(Records excerpted from a collection)
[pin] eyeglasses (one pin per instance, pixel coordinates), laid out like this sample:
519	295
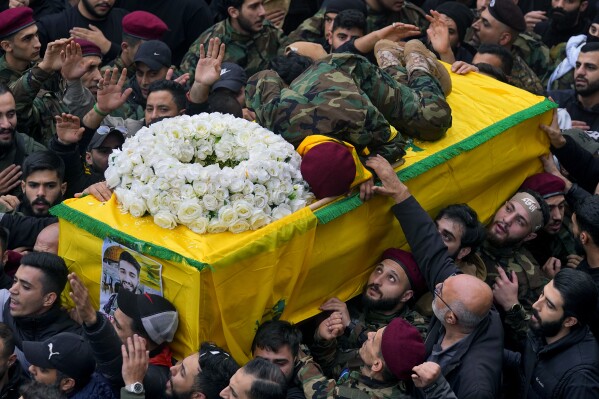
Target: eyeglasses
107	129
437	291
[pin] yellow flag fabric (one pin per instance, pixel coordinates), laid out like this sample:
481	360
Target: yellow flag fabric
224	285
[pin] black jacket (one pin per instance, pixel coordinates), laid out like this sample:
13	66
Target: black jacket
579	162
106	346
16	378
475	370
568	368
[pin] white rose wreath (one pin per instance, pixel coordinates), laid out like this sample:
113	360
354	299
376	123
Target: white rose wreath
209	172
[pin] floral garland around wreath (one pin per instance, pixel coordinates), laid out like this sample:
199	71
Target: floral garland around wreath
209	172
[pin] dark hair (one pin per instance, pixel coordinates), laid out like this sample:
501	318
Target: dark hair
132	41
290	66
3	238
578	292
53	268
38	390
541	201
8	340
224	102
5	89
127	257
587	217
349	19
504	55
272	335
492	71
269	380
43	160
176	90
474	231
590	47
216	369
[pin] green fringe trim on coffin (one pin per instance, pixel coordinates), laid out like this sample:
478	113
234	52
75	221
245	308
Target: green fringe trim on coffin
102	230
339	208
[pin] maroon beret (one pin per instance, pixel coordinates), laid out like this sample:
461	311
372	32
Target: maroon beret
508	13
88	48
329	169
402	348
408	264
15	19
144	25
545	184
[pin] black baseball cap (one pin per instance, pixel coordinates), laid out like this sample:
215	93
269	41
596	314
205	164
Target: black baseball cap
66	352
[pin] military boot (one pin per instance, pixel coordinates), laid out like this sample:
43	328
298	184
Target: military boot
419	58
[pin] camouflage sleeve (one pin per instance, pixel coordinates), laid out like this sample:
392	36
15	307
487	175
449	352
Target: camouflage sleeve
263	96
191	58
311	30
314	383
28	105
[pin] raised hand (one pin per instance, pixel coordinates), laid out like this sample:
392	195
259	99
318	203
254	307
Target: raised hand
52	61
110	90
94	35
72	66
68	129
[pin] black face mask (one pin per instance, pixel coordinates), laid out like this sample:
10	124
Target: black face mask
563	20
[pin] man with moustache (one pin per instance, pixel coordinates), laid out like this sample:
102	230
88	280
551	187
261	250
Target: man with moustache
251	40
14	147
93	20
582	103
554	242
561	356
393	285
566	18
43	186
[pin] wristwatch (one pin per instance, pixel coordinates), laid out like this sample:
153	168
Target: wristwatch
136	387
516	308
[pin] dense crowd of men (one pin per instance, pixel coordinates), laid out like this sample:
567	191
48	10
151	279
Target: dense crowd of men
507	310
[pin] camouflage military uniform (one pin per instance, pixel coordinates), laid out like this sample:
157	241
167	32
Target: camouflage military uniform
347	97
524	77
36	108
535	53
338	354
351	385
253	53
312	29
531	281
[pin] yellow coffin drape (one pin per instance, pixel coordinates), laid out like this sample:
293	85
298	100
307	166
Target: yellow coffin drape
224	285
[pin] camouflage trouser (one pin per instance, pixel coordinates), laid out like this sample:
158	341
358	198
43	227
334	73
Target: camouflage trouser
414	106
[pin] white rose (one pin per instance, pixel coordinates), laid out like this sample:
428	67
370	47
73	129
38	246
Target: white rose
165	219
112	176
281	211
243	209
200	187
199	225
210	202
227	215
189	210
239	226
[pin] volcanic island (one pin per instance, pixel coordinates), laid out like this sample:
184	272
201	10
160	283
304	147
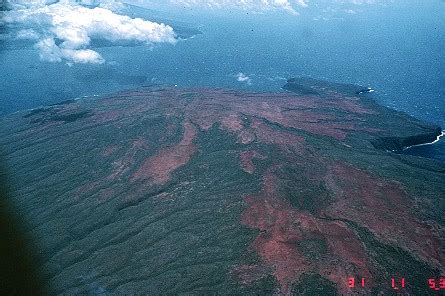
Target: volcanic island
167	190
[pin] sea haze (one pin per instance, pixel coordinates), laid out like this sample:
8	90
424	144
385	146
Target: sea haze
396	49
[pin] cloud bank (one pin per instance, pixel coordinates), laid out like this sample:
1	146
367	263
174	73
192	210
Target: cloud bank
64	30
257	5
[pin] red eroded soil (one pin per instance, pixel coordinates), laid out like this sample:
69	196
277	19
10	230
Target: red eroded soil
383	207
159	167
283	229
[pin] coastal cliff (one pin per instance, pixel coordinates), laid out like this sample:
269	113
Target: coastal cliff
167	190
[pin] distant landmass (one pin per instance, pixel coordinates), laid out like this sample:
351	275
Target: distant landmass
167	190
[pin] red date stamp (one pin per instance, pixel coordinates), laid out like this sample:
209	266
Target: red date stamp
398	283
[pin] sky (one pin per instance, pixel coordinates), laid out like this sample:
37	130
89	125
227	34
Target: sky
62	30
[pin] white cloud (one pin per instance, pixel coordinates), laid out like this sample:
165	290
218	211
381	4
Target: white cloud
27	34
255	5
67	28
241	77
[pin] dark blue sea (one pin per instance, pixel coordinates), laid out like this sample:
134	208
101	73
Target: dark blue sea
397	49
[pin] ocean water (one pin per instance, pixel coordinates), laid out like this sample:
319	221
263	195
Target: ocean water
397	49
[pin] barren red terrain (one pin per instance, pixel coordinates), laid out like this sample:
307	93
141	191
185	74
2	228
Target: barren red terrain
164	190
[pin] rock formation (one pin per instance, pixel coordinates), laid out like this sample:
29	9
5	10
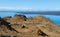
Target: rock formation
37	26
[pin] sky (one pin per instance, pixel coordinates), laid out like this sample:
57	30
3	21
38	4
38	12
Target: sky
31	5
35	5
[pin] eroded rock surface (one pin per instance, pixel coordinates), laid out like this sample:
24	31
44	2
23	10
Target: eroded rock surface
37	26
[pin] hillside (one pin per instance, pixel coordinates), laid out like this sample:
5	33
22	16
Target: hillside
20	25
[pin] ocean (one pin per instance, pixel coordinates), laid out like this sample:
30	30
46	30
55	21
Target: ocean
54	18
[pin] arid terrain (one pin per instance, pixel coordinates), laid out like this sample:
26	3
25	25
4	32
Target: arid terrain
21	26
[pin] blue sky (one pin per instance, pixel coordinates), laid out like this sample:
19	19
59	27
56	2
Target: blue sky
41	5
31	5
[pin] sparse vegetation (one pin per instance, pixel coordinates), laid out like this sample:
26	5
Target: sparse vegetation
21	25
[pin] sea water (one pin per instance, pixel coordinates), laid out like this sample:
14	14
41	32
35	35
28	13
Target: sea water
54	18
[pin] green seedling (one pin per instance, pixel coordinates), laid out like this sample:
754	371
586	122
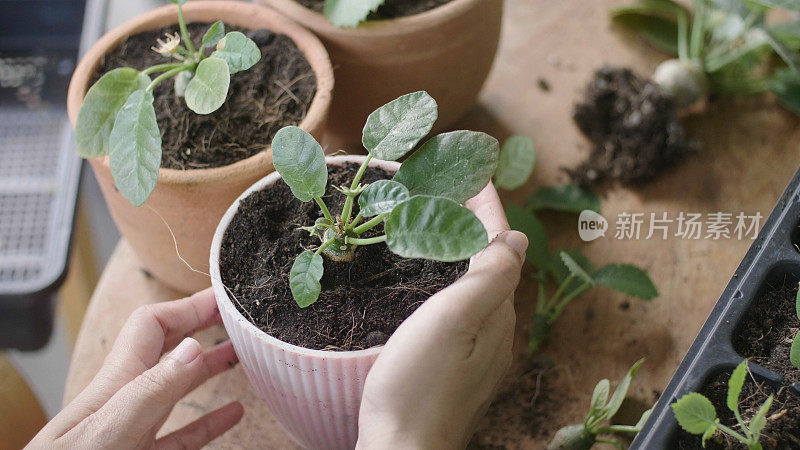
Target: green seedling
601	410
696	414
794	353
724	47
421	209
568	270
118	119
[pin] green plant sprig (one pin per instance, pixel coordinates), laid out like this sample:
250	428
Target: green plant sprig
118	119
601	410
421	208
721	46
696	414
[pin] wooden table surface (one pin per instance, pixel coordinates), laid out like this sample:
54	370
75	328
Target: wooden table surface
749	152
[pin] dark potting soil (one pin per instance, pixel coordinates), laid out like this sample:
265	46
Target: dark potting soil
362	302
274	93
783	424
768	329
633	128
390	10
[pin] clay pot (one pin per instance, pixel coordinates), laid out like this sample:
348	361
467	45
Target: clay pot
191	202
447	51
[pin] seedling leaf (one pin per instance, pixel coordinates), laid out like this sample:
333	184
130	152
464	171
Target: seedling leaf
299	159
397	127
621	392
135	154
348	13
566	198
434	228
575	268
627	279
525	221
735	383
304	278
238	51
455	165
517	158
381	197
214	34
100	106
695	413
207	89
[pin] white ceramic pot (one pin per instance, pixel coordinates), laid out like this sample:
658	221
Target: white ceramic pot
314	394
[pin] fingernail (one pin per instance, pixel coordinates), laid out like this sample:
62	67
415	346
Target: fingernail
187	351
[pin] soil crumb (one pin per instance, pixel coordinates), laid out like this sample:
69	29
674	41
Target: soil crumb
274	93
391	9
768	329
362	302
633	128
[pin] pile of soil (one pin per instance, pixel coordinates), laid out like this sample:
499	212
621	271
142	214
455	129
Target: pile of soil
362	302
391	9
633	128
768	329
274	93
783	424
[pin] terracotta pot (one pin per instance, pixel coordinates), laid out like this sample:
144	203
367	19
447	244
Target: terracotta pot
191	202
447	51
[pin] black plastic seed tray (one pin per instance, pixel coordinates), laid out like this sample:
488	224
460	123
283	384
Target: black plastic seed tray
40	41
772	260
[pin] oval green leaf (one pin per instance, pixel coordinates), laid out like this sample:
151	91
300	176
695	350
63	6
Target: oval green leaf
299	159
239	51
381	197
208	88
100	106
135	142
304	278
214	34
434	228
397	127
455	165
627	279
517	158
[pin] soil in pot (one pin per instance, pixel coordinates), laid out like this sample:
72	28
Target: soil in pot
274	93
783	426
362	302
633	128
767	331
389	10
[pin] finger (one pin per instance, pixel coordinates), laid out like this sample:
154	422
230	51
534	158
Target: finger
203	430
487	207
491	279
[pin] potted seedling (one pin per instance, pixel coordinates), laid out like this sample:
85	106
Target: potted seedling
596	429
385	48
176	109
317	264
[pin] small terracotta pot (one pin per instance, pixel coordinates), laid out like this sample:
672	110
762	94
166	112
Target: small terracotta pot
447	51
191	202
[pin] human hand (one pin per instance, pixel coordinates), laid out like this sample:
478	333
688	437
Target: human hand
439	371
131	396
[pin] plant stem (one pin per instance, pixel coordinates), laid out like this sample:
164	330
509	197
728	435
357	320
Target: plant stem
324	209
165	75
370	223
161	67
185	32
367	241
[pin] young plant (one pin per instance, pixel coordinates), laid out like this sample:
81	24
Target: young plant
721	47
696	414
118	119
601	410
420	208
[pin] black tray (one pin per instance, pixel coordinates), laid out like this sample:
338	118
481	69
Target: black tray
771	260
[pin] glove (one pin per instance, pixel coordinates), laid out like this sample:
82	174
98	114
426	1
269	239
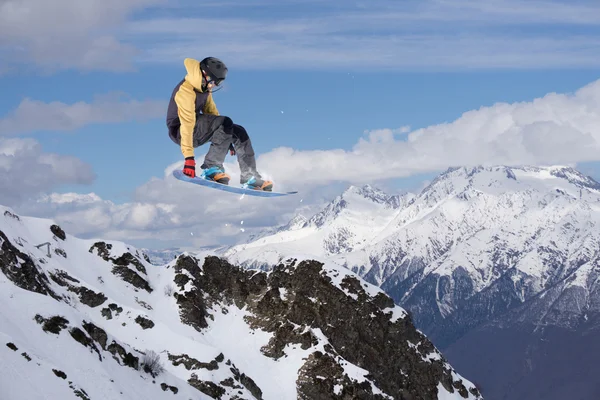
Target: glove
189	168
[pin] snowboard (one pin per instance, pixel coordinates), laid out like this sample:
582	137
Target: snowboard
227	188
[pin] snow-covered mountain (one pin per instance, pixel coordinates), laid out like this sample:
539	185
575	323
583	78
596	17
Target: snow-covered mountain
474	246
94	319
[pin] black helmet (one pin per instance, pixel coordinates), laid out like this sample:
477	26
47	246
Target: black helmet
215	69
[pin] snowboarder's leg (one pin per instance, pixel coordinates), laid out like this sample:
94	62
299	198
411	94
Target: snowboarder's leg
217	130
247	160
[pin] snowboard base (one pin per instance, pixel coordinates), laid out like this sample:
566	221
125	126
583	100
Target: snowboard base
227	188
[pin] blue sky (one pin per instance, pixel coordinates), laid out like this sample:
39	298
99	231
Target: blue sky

What you have to do> Return the line that contains "[pin] snowboard (one" and all lines after it, verbatim, and nothing else.

Output of the exercise>
[pin] snowboard (one pin per instance, pixel coordinates), laid out like this sample:
582	137
Target: snowboard
227	188
[pin] snow-covered mountain (one pin per instance, pixel coordinates), laid out like this sample:
539	185
575	323
583	78
596	17
Target: snow-covered mountain
474	246
94	319
[pin] black helmet (one pin per instance, pixel coordinates), laid out like this sample:
477	26
47	246
Target: black helmet
215	69
[pin] snowboarder's leg (one pin per instance, pixel coordinates), laid out like this sample:
94	62
299	198
411	94
Target: snowboarder's leg
217	130
247	160
[pin] snowboard base (one pin per instance, pixel coordinates), laid out like this sample:
566	221
125	126
583	100
Target: snowboard base
227	188
[pin] blue sky (one pin per instance, pixel coordinates), laid out like this sample:
39	298
99	231
Target: blue sky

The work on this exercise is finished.